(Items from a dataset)
--------------------------------

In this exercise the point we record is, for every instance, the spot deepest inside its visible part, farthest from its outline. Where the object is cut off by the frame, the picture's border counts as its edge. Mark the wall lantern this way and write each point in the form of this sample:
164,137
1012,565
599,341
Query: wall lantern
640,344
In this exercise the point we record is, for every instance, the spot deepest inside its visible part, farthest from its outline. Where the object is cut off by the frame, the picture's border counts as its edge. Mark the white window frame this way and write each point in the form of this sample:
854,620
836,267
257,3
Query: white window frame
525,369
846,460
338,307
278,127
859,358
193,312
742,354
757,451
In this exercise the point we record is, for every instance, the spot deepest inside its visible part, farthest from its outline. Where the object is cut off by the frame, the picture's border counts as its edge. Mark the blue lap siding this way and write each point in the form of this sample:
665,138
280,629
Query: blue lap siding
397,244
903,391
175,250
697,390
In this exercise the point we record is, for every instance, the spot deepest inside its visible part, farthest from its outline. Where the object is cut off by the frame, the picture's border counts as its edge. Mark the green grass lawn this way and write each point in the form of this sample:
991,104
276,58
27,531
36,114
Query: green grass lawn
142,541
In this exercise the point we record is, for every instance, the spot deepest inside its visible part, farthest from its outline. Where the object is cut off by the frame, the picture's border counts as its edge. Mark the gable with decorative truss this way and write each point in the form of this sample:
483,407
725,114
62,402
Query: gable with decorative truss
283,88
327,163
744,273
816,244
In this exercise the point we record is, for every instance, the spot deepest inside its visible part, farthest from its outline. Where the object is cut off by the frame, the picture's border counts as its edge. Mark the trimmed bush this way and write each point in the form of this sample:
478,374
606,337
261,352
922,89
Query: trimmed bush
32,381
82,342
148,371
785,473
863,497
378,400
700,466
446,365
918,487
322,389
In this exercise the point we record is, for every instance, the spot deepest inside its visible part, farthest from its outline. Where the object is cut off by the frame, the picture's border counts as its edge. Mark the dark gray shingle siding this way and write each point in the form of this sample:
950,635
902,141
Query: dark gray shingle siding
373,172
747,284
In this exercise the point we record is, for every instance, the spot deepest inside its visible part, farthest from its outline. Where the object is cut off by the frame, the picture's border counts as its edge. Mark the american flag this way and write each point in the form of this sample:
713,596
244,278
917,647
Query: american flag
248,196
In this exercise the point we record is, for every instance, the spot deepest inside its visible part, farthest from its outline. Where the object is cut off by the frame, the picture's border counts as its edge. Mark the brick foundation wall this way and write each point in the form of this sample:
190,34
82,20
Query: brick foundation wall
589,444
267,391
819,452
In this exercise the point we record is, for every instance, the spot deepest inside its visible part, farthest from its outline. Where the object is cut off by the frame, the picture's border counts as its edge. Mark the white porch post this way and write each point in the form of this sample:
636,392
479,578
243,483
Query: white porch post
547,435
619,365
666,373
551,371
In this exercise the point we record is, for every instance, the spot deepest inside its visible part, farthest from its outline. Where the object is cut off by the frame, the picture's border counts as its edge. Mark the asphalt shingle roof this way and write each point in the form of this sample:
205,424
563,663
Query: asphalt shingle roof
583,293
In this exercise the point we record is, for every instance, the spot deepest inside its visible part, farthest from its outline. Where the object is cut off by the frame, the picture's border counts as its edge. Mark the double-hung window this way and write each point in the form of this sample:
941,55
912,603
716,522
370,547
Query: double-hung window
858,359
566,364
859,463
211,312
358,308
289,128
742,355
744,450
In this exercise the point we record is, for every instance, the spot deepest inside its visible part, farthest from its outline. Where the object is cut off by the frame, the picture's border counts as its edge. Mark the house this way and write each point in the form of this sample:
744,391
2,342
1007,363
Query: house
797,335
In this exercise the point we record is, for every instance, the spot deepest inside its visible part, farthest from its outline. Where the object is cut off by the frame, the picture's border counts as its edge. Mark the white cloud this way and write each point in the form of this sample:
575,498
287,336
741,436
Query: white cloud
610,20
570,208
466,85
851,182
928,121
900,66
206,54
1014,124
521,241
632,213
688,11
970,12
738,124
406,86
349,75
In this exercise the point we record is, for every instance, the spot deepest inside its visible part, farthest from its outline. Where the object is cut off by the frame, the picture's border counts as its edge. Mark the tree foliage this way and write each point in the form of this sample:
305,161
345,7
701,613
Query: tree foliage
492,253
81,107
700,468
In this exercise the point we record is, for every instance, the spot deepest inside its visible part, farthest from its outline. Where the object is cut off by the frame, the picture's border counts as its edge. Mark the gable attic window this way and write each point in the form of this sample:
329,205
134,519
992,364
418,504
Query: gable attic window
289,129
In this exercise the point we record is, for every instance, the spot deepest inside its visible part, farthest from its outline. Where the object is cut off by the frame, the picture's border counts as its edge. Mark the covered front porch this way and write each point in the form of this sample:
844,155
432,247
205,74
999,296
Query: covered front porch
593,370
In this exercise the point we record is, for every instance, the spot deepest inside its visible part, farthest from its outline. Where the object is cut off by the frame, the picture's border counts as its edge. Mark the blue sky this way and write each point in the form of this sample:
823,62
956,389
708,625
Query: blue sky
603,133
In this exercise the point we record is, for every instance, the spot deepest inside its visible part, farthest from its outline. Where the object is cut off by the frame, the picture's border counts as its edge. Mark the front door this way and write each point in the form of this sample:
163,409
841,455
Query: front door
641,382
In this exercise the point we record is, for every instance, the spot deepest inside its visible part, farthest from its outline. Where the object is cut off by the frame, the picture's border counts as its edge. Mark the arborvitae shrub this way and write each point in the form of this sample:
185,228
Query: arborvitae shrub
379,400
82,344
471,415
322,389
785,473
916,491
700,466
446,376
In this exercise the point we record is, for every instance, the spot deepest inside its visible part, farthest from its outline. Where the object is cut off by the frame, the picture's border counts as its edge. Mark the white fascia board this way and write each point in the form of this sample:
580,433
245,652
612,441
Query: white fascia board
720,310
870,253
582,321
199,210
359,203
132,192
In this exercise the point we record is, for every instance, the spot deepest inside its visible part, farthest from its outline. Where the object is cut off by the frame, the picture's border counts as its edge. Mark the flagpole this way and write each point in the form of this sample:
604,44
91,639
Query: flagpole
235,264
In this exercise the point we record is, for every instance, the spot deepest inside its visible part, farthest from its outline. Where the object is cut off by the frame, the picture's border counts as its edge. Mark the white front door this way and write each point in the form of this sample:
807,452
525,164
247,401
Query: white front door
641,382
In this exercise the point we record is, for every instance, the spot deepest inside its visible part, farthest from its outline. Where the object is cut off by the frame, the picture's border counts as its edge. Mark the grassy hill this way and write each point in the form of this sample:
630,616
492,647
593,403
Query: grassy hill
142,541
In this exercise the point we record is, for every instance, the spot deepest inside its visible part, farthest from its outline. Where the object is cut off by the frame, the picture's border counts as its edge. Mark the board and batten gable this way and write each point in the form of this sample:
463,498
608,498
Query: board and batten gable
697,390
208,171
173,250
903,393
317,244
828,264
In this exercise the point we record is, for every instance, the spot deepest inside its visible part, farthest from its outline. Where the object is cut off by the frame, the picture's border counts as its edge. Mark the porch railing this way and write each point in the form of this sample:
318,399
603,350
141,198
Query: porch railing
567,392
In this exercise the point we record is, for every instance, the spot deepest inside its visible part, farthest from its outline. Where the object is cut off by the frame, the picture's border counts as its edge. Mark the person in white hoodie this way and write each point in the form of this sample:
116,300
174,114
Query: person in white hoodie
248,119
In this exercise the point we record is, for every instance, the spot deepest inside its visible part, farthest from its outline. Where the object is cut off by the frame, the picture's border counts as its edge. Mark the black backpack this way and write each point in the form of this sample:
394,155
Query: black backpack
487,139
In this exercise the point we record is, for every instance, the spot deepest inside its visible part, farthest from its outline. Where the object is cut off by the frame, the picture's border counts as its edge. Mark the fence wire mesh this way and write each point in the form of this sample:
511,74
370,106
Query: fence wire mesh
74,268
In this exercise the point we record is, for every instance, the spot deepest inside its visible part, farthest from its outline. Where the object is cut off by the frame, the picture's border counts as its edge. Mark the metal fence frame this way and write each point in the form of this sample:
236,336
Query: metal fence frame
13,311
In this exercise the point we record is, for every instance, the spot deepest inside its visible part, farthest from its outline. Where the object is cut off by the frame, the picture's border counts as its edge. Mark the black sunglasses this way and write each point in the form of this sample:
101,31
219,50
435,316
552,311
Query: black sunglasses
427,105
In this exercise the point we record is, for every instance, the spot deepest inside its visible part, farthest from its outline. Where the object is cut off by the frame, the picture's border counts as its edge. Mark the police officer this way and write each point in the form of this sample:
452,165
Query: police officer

--------------------------------

What the exercise asks: Reproduce exactly the line containing "Mark the fence" and every line after it through the end of the records above, and nothing else.

Reply:
In this exercise the point we record is, for every instance, the spot deepest inside its visible part, farthest from its outline. Where the object is cut off by the frame, the picture's border counts as its edge. Mark the fence wire mesh this way and write each point in the form of this sample:
511,74
370,106
Query: fence wire mesh
74,268
In this exercise the point we record is, for every instance, the spot deepest inside its visible part, farthest from its outline. Where the object is cut off by the frame, the picture's border counts as its edge. Mark the metal fence frame this way and write each point in the form of this sample:
236,336
Query: metal fence frame
13,311
In this exercise the point we record is, for every instance, the spot deepest inside its visible part, farthest from its outline. Where the object is cut off by the frame, the picture's border counts as its edge. Mark the black sunglasses this way and write each point in the form of this sample:
101,31
219,50
435,316
552,311
Query: black sunglasses
427,105
In this exercise the point we record is, for every instance, the spot deepest inside its visible part, farthest from its outline. Where the object is cut off by the frame, the picture's border counts as its edge. Mark the police officer this way and write each point in the form of this sample:
452,165
Query: police officer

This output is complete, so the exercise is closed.